**Text**.

# Do not understand this question

• Aug 30th 2009, 10:48 AM
ruthvik
Do not understand this question
Find an algebraic expression equivalent to the given expression. (hint : use right triangles)

a. sin(tan inverse(^-1 it says in paper) x)
b. cos(tan inverse(^-1 it says in paper) x)

what does it want me to do? How can i approach this problem?

Thank You
• Aug 30th 2009, 11:35 AM
galactus
They want you to use a right triangle to express the inverse tangent functions in terms of x.

Like so

$\displaystyle sin(tan^{-1}(x))=\frac{x}{\sqrt{x^{2}+1}}$

It can also be done algebraically.
• Aug 30th 2009, 02:34 PM
ruthvik
Quote:

Originally Posted by galactus
They want you to use a right triangle to express the inverse tangent functions in terms of x.

Like so

$\displaystyle sin(tan^{-1}(x))=\frac{x}{\sqrt{x^{2}+1}}$

It can also be done algebraically.

How did you get that?
• Aug 30th 2009, 02:48 PM
o_O
Let $\displaystyle \theta = \tan^{-1} x \ \Leftrightarrow \ \tan \theta = \frac{x}{1} = \text{"} \frac{\text{opp}}{\text{adj}} \text{"}$

So construct a right triangle with angle $\displaystyle \theta$ such that the side opposite it has length $\displaystyle x$ and the side adjacent it is $\displaystyle 1$. By the Pythagorean theorem, the hypotenuse must be $\displaystyle \sqrt{x^2 + 1}$

So what does $\displaystyle \sin \theta$ equal to? What was $\displaystyle \theta$ in the first place?

**Supplied information**.
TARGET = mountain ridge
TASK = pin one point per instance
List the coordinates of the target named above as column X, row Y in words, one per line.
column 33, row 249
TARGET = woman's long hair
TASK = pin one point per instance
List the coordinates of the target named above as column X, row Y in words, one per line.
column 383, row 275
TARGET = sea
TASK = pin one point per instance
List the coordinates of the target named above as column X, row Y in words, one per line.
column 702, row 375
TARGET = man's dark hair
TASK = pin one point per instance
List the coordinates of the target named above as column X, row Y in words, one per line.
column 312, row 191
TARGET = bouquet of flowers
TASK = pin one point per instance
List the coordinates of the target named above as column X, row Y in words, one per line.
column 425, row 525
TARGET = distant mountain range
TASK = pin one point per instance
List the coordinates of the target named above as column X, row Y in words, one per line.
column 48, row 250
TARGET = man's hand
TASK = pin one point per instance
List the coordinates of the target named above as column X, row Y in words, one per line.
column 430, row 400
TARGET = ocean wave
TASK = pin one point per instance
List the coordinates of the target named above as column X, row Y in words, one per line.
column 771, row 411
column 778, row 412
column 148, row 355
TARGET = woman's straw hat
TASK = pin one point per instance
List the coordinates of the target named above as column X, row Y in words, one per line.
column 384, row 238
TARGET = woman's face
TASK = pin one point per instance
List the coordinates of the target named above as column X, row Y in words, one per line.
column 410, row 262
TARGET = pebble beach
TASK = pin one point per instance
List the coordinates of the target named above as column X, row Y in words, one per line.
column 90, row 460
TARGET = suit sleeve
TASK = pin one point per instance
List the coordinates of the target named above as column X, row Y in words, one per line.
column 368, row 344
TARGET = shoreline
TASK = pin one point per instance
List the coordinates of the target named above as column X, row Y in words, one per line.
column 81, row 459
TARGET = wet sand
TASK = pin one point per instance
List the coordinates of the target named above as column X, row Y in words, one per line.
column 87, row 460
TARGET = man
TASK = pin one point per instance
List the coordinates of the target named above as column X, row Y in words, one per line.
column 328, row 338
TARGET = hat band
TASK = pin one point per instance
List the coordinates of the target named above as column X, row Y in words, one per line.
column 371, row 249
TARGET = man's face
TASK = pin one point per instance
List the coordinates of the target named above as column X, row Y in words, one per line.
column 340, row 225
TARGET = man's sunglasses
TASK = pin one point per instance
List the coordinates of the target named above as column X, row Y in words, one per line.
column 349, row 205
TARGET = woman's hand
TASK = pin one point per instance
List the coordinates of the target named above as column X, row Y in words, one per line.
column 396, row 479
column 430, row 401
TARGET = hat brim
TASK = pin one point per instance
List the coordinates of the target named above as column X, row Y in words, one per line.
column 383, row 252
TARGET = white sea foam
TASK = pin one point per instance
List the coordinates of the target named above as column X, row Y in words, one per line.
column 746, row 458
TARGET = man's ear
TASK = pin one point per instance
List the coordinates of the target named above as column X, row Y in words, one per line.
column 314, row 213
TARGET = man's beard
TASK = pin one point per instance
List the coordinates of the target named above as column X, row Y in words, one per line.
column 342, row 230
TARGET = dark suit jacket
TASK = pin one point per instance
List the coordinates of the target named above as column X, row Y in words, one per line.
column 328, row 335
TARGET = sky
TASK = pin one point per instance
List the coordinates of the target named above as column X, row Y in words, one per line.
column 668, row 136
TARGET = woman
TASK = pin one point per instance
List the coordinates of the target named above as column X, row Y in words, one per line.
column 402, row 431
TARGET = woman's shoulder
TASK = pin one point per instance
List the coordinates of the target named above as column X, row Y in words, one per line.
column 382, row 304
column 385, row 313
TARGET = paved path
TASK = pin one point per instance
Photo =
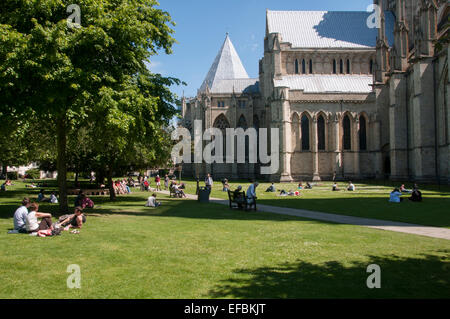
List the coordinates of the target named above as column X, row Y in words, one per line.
column 436, row 232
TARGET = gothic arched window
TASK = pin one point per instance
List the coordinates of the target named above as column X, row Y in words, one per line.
column 295, row 130
column 222, row 124
column 242, row 123
column 305, row 133
column 321, row 133
column 346, row 125
column 362, row 133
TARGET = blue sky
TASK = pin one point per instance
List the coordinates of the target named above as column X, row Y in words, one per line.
column 202, row 25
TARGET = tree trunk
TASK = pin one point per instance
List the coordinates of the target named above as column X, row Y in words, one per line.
column 62, row 164
column 112, row 194
column 76, row 177
column 5, row 171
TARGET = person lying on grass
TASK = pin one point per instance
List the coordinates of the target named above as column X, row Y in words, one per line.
column 151, row 201
column 76, row 220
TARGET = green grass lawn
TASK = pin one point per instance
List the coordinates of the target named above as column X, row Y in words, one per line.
column 189, row 250
column 369, row 200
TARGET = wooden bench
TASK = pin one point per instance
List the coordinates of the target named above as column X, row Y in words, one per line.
column 91, row 192
column 241, row 203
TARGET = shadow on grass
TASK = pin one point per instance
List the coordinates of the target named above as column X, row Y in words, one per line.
column 431, row 212
column 425, row 276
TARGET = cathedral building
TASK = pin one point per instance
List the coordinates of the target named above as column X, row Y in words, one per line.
column 354, row 95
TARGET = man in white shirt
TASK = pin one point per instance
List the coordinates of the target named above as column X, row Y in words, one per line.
column 20, row 216
column 251, row 192
column 208, row 181
column 151, row 201
column 351, row 187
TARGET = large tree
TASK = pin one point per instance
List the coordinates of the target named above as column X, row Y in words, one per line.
column 66, row 73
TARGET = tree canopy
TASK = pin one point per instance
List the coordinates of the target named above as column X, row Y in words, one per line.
column 91, row 77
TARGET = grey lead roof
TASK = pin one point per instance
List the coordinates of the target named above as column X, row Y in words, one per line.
column 247, row 86
column 327, row 83
column 226, row 66
column 327, row 29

**Requirements**.
1 – Answer these about the inverse tangent thread:
(a) Which two expressions does the original problem ask the poster to rewrite?
(b) Besides using a right triangle, how does galactus say the problem can be done?
(c) In o_O's triangle, what length is given to the side opposite the angle, and what length to the side adjacent to it?
2 – Can you go on with the inverse tangent thread, picking up after its final post?
The listing has nothing to do with the forum thread on inverse tangent expressions.

**Exercise results**.
1 –
(a) sin(tan⁻¹ x) and cos(tan⁻¹ x).
(b) Algebraically.
(c) The opposite side has length x, and the adjacent side has length 1.

2 –
• Aug 30th 2009, 02:58 PM
ruthvik
Quote:

Originally Posted by o_O
Let $\displaystyle \theta = \tan^{-1} x \ \Leftrightarrow \ \tan \theta = \frac{x}{1} = \text{"} \frac{\text{opp}}{\text{adj}} \text{"}$

So construct a right triangle with angle $\displaystyle \theta$ such that the side opposite it has length $\displaystyle x$ and the side adjacent it is $\displaystyle 1$. By the Pythagorean theorem, the hypotenuse must be $\displaystyle \sqrt{x^2 + 1}$

So what does $\displaystyle \sin \theta$ equal to? What was $\displaystyle \theta$ in the first place?

nice, got it...